# TASK DIRECTIONS:
Return exactly the span of lines that opens with the line containing "wooden chair, placing" and closes with the last line of the data, inclusive.

(Location identification items)
○ ○ ○
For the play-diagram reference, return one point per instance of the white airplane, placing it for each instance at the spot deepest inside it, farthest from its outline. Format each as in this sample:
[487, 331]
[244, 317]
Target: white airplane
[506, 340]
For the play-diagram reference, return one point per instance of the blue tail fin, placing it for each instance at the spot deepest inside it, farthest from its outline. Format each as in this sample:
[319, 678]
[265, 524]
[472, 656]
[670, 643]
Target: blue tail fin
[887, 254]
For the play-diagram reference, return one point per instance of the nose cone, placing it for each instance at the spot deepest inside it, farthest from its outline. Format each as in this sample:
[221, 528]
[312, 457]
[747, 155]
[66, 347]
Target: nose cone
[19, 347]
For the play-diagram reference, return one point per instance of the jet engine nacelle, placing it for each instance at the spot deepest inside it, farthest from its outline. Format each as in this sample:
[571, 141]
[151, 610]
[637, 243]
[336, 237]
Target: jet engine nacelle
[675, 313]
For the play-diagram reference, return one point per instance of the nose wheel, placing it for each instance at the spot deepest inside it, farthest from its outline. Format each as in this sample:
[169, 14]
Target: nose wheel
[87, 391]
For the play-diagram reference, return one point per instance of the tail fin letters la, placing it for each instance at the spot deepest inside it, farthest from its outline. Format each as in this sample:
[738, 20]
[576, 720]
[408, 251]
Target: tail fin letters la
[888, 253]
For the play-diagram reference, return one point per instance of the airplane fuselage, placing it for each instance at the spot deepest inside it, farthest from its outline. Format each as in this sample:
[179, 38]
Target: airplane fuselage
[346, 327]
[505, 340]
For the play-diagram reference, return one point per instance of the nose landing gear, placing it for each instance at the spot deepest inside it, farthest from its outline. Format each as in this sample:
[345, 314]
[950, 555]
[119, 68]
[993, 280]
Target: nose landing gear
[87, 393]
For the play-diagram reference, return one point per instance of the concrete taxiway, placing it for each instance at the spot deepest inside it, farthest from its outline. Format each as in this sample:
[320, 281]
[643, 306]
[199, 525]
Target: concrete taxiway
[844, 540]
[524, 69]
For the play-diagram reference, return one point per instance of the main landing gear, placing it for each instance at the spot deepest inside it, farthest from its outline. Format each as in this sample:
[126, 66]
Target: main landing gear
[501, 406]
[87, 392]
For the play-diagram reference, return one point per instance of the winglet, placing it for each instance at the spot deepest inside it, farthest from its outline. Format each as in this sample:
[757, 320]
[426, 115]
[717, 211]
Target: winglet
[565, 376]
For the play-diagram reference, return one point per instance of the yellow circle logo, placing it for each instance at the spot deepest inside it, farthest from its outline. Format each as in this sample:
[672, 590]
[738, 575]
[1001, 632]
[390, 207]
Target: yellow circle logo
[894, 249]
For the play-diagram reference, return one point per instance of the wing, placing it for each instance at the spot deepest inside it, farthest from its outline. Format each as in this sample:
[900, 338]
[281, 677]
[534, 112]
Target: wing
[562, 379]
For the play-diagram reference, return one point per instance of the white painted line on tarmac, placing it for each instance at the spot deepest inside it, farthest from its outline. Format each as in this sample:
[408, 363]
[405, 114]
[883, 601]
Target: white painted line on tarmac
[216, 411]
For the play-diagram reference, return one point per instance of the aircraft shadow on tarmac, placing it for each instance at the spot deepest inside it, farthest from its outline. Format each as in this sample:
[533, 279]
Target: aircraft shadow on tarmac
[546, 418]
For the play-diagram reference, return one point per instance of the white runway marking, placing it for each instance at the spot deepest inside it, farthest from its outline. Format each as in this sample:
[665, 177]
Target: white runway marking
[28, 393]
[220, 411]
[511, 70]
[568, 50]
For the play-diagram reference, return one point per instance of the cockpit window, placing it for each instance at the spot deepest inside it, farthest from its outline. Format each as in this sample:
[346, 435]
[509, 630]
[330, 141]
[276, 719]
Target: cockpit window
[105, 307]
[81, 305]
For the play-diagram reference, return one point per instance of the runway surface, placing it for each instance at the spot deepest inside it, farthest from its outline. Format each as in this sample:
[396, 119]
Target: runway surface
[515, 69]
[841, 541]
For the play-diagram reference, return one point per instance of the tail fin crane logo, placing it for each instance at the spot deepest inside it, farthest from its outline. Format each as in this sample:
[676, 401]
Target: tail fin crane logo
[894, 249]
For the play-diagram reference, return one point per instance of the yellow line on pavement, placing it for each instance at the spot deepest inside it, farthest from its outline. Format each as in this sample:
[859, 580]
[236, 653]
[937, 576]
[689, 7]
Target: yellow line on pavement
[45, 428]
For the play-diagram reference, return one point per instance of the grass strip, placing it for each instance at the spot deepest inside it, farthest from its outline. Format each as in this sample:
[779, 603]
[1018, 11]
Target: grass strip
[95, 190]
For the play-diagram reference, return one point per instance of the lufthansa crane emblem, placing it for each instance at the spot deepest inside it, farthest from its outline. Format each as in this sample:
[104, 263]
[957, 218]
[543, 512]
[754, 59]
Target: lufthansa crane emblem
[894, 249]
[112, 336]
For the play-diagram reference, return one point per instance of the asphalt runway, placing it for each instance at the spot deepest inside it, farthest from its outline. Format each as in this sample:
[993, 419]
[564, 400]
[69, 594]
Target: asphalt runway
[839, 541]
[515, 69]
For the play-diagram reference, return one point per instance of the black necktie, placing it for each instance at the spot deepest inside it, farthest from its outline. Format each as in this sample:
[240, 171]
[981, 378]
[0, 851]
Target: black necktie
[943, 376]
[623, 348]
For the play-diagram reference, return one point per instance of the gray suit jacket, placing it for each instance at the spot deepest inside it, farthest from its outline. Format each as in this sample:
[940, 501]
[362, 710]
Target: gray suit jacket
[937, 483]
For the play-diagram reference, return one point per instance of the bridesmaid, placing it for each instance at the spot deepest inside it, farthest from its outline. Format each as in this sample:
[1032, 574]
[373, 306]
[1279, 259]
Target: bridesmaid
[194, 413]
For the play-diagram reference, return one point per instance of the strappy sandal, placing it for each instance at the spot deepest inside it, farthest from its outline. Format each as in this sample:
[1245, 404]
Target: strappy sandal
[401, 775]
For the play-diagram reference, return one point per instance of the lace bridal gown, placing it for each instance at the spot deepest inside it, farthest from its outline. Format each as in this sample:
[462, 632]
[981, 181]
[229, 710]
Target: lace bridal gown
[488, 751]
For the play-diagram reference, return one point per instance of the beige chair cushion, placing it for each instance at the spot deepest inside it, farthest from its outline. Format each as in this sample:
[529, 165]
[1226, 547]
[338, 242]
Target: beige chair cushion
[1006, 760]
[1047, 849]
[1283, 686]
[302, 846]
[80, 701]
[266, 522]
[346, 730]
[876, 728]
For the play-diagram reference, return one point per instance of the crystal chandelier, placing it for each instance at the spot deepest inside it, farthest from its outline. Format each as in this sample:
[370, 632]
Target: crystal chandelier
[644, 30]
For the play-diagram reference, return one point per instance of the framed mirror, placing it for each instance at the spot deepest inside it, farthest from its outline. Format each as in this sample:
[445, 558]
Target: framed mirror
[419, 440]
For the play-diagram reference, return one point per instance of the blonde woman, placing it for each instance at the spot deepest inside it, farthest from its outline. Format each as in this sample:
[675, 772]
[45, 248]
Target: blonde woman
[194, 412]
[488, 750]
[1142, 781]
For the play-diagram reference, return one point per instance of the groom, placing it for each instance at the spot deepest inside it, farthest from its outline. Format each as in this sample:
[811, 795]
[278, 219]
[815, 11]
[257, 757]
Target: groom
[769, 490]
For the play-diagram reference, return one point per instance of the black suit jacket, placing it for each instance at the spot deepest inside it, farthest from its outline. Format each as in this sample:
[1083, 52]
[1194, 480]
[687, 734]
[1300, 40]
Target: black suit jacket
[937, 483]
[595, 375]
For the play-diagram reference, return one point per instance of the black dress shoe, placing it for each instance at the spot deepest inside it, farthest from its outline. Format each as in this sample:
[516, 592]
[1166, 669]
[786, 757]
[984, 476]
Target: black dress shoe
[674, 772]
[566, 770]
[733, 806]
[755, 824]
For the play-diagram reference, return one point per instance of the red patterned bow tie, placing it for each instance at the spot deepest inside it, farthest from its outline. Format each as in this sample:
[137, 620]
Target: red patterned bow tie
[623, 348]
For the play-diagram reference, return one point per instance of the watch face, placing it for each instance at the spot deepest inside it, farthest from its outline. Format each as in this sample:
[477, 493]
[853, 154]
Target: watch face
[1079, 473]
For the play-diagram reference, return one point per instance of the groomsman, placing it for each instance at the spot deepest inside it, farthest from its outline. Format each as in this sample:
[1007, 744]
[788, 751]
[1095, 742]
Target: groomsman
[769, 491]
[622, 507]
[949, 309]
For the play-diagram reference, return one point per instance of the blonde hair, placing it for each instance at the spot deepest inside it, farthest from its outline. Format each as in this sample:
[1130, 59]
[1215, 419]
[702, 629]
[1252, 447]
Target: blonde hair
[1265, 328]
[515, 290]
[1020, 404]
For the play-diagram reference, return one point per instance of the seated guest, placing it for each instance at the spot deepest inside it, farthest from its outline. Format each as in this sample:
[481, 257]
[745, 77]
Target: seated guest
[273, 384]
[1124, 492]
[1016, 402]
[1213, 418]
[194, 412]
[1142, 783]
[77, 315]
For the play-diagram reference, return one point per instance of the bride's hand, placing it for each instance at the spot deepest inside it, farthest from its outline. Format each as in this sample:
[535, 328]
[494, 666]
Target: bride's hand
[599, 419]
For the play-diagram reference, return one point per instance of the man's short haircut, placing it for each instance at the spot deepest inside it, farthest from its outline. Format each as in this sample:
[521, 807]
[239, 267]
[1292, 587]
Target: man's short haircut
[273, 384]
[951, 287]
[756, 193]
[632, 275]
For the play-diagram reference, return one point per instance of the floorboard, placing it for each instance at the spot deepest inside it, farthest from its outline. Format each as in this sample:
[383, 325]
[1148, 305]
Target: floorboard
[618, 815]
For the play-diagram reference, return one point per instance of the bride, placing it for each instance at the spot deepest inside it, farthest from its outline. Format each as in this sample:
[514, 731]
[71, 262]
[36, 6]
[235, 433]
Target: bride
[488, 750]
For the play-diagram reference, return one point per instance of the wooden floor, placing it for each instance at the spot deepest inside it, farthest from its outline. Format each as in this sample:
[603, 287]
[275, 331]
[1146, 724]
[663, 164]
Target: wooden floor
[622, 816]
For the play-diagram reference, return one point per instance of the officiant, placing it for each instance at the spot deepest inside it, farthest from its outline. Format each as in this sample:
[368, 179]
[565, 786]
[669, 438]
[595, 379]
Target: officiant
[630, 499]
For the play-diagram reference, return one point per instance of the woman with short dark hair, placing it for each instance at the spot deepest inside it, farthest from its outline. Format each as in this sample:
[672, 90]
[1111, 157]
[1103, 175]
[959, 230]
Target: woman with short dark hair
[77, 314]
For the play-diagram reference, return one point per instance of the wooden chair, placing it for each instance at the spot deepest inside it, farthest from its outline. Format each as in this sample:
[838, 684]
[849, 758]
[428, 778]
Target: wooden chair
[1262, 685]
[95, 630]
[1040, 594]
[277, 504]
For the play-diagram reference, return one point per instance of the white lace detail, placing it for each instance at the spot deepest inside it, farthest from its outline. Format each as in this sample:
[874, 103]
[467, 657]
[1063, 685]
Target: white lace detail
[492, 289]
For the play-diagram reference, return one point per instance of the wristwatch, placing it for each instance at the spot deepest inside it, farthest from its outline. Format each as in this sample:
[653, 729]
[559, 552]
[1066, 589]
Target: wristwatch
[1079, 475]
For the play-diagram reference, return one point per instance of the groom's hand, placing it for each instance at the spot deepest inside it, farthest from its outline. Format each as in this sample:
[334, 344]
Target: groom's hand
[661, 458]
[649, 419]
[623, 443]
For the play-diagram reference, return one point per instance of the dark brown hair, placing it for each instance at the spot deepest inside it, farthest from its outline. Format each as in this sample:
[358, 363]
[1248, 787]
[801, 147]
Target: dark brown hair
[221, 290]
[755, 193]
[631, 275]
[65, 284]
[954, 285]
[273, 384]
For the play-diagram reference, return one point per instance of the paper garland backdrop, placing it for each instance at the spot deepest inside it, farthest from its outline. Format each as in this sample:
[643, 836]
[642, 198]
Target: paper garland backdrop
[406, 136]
○ ○ ○
# CORRECT ANSWER:
For the play-diagram reference, return one point per instance of the wooden chair, placing it for each instance at the spot deepest inside it, farthest from its outline. Format each as in this sample:
[838, 684]
[849, 758]
[428, 778]
Target: wooden chair
[1262, 685]
[95, 630]
[1040, 594]
[277, 504]
For the play-diagram reference, return one point per instance of the white lace detail, placing it for each instance at the spot deepest inside it, farthest from its outline. Format each as in this sample:
[874, 103]
[467, 657]
[1063, 685]
Target: white lace detail
[492, 289]
For the play-diagram reference, return one point per instance of the wristwatch, placing it for each instance at the spot deepest inside it, farthest from its outline. Format each as in this sample:
[653, 729]
[559, 552]
[1066, 589]
Target: wristwatch
[1079, 475]
For the play-diagram reference, return one point per instance of the groom's hand, placing it for each instance at the spot deepest inside it, farthest from its outline. Format each as in this sample:
[334, 344]
Target: groom's hand
[661, 458]
[649, 419]
[623, 443]
For the play-diagram reference, return one point per instance of the dark brown hair, placing it for each instance at the spot deepest inside it, farthest from its outline. Format each as in this sample:
[358, 363]
[1248, 787]
[801, 147]
Target: dark brown hair
[221, 290]
[755, 193]
[631, 275]
[65, 284]
[954, 285]
[273, 384]
For the play-diagram reference, return one point per instance of the paper garland backdrop, placing it for each instance at the spot deepest inside it, farthest from its outline. Format each as in this sample:
[643, 836]
[642, 198]
Target: paper garland backdrop
[406, 136]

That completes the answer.